→ **Try it**: Would you retype each record exactly as given?

→ **Recorded data**:
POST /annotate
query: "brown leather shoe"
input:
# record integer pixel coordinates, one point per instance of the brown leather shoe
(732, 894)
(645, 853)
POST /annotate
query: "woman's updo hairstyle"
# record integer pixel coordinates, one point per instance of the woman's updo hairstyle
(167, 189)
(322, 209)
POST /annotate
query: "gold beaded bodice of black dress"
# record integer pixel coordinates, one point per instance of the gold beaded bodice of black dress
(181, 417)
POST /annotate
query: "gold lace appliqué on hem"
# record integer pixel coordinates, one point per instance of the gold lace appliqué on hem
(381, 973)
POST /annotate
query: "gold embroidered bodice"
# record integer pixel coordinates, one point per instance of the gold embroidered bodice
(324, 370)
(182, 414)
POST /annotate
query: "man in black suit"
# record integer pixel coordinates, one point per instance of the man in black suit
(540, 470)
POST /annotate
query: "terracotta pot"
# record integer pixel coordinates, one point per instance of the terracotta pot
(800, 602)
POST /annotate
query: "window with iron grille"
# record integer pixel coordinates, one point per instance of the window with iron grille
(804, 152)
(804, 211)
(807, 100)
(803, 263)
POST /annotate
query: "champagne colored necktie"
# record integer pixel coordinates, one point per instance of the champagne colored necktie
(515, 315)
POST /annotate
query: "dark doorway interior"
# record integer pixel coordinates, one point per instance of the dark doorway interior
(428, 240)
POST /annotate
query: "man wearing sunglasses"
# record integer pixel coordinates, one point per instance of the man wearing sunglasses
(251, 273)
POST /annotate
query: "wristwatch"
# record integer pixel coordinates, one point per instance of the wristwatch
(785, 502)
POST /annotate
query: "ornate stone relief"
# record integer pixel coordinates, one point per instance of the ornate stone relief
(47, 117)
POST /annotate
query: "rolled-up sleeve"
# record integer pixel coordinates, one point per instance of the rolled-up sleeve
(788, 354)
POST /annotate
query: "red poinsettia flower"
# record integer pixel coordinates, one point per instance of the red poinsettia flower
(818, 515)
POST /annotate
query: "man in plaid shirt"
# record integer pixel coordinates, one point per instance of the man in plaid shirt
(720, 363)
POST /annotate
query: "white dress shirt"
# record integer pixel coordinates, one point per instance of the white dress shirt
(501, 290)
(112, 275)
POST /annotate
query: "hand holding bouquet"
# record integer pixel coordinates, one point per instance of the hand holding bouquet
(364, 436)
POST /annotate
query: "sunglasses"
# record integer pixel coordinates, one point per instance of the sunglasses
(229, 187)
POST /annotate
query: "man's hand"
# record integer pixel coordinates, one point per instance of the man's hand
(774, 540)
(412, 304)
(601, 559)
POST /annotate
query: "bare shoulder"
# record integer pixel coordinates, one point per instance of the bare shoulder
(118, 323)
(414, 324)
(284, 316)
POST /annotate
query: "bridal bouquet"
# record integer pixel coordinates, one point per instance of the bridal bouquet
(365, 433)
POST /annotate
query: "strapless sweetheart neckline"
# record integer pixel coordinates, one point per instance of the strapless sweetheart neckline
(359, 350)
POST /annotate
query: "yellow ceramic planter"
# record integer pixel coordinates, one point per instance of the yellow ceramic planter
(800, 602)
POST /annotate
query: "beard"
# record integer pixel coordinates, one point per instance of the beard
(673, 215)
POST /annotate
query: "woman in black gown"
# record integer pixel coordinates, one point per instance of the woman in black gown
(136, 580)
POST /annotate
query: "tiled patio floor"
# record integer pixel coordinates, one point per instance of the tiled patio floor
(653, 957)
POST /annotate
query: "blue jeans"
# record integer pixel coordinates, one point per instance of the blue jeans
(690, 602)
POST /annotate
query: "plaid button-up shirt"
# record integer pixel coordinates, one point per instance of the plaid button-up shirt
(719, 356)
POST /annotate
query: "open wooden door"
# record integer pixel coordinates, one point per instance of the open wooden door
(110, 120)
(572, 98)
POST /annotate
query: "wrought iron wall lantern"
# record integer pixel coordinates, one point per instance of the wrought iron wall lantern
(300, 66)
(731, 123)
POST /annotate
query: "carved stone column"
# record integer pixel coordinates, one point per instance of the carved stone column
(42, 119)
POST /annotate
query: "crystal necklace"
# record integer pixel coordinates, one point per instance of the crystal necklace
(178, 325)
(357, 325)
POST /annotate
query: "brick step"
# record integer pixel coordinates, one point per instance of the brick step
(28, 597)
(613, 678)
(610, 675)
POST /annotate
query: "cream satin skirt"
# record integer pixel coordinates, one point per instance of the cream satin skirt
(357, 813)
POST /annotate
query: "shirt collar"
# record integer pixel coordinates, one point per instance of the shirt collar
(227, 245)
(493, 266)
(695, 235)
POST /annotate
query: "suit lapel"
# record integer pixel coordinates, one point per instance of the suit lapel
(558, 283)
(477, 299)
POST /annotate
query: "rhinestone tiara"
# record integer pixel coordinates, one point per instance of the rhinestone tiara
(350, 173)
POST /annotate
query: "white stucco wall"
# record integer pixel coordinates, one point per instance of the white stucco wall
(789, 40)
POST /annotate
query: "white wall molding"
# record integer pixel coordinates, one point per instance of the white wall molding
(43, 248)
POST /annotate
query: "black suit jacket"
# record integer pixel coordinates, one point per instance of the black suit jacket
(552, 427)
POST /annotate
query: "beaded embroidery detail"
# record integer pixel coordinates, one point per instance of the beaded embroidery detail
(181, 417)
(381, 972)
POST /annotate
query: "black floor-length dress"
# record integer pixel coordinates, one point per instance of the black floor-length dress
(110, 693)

→ **Answer space**:
POST /annotate
query: "brown leather shoe"
input:
# record integer pixel coordinates, one point per instance of the brown leather shoe
(732, 894)
(645, 853)
POST /annotate
query: "woman's updo hairstyle"
# record integer pixel coordinates, one point per instance of the woman's updo hairstyle
(167, 189)
(322, 209)
POST /annotate
query: "gold beaded bodice of black dress"
# record integer pixel coordinates, one point per instance of the gold beaded bodice of black dress
(181, 417)
POST /annotate
query: "gold lace appliqué on hem"
# record integer pixel coordinates, one point per instance of the gold lace appliqué on hem
(381, 973)
POST /annotate
query: "gold embroidered bodice"
# record integer pixel coordinates, one point per instance of the gold embroidered bodice
(324, 370)
(182, 414)
POST /annotate
query: "man in black suit"
# record integer pixel coordinates, one point per instance of the man in black suit
(540, 470)
POST /annotate
query: "terracotta pot"
# record integer pixel coordinates, one point per instance of the terracotta pot
(800, 602)
POST /annotate
query: "window with iron grille"
# record integer pixel coordinates, one point per instance of the window with iron grille
(804, 152)
(804, 211)
(807, 100)
(803, 263)
POST /annotate
query: "champagne colored necktie"
# record integer pixel coordinates, one point per instance of the champagne colored necktie
(515, 315)
POST /annotate
query: "dark doorway interior"
# record integer pixel coordinates, one point per instance of the dark doorway interior
(428, 240)
POST /annotate
query: "man wearing sunglasses"
# record integer pixel coordinates, one point per instance of the man wearing sunglasses
(251, 273)
POST /annotate
query: "wristwatch"
# record integer pixel coordinates, one point per instance of the wristwatch
(785, 502)
POST /annotate
query: "ornate stone relief"
# record integer pixel coordinates, one point per instance of the ornate stone relief
(47, 117)
POST /annotate
query: "rolled-up sleeve"
# record integer pixel coordinates, one point per instance of the rolled-up sleeve
(788, 354)
POST /annotate
query: "red poinsettia flower"
# record integer pixel coordinates, one point per instance of the red poinsettia flower
(818, 515)
POST /annotate
query: "man in plaid shirt"
# record integer pixel coordinates, one point per instance of the man in plaid shirt
(720, 363)
POST /annotate
query: "white dress shirt"
# record integer pixel coordinates, one point per instance of the white dress shirt
(501, 290)
(112, 275)
POST /annotate
query: "hand holding bouquet"
# record integer pixel coordinates, one point per instance of the hand holding bouquet
(364, 436)
POST /annotate
query: "sunglasses"
# record integer pixel coordinates, one point per instance of the sunglasses
(229, 187)
POST /annotate
query: "man's hand"
# record integer pixel coordinates, one point per instance of the man's hand
(774, 540)
(412, 304)
(601, 559)
POST /annotate
query: "bare shoulder"
# record integer pixel coordinates, one point per instance of the bare shoulder
(118, 323)
(414, 324)
(284, 316)
POST /annotate
query: "bridal bouquet"
# record integer pixel coordinates, one point per instance of the bridal bouquet
(365, 433)
POST /annotate
query: "strapless sweetheart neckline"
# record integer pixel coordinates, one point per instance of the strapless sweetheart neckline
(359, 350)
POST /annotate
query: "yellow ceramic planter"
# record integer pixel coordinates, one point per instance of the yellow ceramic planter
(800, 602)
POST /annotate
query: "beard"
# record integer pixel coordinates, one point per instance of the beard
(673, 215)
POST /annotate
query: "woman in black gown"
# record integer pixel coordinates, one point per instance of the woman in black gown
(136, 580)
POST /annotate
query: "tiled patio floor"
# record integer pixel coordinates, one point per instance of the tiled patio floor
(653, 957)
POST /annotate
query: "blue jeans"
# record integer pixel coordinates, one point per instance of the blue jeans
(690, 602)
POST /annotate
query: "plaid button-up shirt"
# record integer pixel coordinates, one point per instance of the plaid button-up shirt
(719, 356)
POST /annotate
query: "open wooden door"
# record integer pixel coordinates, one point per instance of the open wooden door
(110, 120)
(572, 98)
POST /annotate
query: "wrought iron wall lantern"
# record integer pixel coordinates, one point per instance of the wrought iron wall lantern
(300, 66)
(731, 123)
POST /annotate
query: "carved stone column"
# record integer pixel coordinates, one point per instance of the carved stone column
(42, 119)
POST /annotate
query: "crystal necklace"
# record integer pixel coordinates, one point per instance of the crystal necklace
(178, 325)
(357, 325)
POST /annotate
query: "brick step"
# record integer pixel coordinates, one point per instance of the brick step
(28, 597)
(613, 678)
(610, 675)
POST /annotate
query: "cream satin skirt"
# record integer pixel coordinates, one point per instance of the cream satin skirt
(357, 813)
POST /annotate
query: "shirt collar"
# record integer pixel coordinates, one point per instance of the shirt collar
(227, 245)
(493, 266)
(695, 235)
POST /annotate
query: "suit lapel"
# record integer pixel coordinates, one point per instance of the suit lapel
(558, 283)
(477, 299)
POST /annotate
query: "rhinestone tiara"
# record integer pixel coordinates, one point per instance of the rhinestone tiara
(350, 173)
POST /annotate
query: "white stucco wall"
# record integer pixel coordinates, one point per instance of the white stucco wall
(789, 40)
POST /annotate
query: "white wall molding"
# record integer pixel coordinates, one point per instance of the white wall molding
(43, 248)
POST /annotate
query: "black suit jacket"
# record integer pixel coordinates, one point per instance of the black suit jacket
(552, 427)
POST /annotate
query: "beaded embroidery detail"
# record integer pixel coordinates, one point per instance of the beaded embroidery detail
(181, 417)
(381, 972)
POST /annotate
query: "black floor-length dress"
# record integer pixel coordinates, one point per instance of the black floor-length dress
(110, 693)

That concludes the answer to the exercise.